■ **SELECTED EXCERPT**
Brazil Bank Robbers Strap Hostages To Getaway Cars As Human Shields

After robbing two banks, gangsters made their escape by strapping hostages to the roofs and hoods of moving cars, according to shocking images broadcast by local news channels.

Brazil Bank Robbers Strap Hostages To Getaway Cars As Human Shields

The robbers used explosives, drones and heavy weapons, police said.

Sao Paulo:

Heavily armed gangsters strapped hostages to their getaway cars after robbing two banks in Brazil, in a rampage that left three people dead, police and reports said Monday.

Using explosives, drones and heavy weapons, the assailants took over downtown streets in the southeastern city of Aracatuba, home to some 200,000 people.

After robbing two banks, they made their escape by strapping hostages to the roofs and hoods of moving cars, according to shocking images broadcast by local news channels.

Two civilians and one of the bank robbers were killed during the assault, which left at least six injured, according to police.

The assailants placed explosives in different parts of the city and surrounded some police stations to delay the arrival of reinforcements.

They wore "bulletproof vests, rifles and helmets," and looked like soldiers, a witness who asked not to be identified told Globo TV.

"The scenes of terror experienced by the population of Aracatuba will not go unpunished," vowed Sao Paulo governor Joao Doria, who ordered a task force of 380 police officers to hunt the gang down.

"Two criminals were captured and a third died when confronting the police," he said.

Brazil has seen other such robberies in recent years, marked by a high degree of planning and heavy weapons, and carried out in medium-sized cities to ensure an escape route and a significant cash haul from the banks.

In December of last year, two similar mega-assaults were carried out barely a day apart in cities in the states of Para, in the north, and Santa Catarina in the south.

A few months before, the Sao Paulo towns of Botucatu and Ourinhos suffered similar brazen attacks.

According to the Sao Paulo Security Department, both cases were resolved and "a good part of these gangs are in jail."

■ **DATA**
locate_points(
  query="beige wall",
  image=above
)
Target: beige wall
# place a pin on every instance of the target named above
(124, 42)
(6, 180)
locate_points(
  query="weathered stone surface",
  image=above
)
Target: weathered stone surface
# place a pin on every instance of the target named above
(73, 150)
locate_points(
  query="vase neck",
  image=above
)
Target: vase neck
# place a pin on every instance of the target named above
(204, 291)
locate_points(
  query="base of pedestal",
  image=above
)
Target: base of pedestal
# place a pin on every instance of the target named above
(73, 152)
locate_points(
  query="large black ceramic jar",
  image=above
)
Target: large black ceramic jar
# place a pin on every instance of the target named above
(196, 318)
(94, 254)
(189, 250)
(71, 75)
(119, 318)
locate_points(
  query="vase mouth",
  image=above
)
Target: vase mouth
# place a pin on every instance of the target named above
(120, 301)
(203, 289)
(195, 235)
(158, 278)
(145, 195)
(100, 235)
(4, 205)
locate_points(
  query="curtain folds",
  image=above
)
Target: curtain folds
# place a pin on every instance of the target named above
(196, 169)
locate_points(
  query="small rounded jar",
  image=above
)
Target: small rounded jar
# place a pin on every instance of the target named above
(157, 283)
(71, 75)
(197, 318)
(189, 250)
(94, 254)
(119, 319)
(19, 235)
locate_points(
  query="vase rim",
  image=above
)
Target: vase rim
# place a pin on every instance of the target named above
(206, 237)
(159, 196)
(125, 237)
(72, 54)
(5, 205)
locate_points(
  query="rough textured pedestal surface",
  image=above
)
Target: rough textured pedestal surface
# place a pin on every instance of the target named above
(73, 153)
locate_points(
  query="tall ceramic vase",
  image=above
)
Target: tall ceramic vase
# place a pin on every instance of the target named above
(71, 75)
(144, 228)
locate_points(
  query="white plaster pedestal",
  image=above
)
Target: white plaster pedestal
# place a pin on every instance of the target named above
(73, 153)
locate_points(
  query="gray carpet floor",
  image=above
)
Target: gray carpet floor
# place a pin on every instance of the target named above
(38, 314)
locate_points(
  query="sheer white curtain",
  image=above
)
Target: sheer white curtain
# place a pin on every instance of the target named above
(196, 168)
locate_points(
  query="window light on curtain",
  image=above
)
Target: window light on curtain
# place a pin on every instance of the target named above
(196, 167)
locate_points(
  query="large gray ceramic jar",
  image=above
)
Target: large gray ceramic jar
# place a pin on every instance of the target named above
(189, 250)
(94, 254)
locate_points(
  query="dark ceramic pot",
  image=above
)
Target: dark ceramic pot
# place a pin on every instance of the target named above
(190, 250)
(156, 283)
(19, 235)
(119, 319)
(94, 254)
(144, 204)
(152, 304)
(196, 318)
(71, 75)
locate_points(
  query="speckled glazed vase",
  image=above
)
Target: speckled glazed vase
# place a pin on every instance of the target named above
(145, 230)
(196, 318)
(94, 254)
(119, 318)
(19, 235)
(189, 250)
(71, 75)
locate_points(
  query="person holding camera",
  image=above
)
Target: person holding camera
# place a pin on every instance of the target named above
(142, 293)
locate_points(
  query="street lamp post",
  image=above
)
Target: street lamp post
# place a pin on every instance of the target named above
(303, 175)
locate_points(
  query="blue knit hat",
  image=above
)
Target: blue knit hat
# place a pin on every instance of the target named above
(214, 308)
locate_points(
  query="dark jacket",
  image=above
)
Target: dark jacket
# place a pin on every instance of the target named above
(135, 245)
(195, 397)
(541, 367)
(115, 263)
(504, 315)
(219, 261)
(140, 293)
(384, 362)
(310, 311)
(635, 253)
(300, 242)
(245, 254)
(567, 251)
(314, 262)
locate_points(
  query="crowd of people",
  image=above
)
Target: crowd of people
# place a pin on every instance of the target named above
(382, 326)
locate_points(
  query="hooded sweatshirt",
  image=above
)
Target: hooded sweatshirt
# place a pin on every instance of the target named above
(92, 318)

■ **EXERCISE**
Update the passage of the article on the Brazil bank robberies that begins at the words "Heavily armed gangsters" and stops after "according to police.", replacing "hostages" with "captives" wherever it occurs.

■ **ANSWER SECTION**
Heavily armed gangsters strapped captives to their getaway cars after robbing two banks in Brazil, in a rampage that left three people dead, police and reports said Monday.

Using explosives, drones and heavy weapons, the assailants took over downtown streets in the southeastern city of Aracatuba, home to some 200,000 people.

After robbing two banks, they made their escape by strapping captives to the roofs and hoods of moving cars, according to shocking images broadcast by local news channels.

Two civilians and one of the bank robbers were killed during the assault, which left at least six injured, according to police.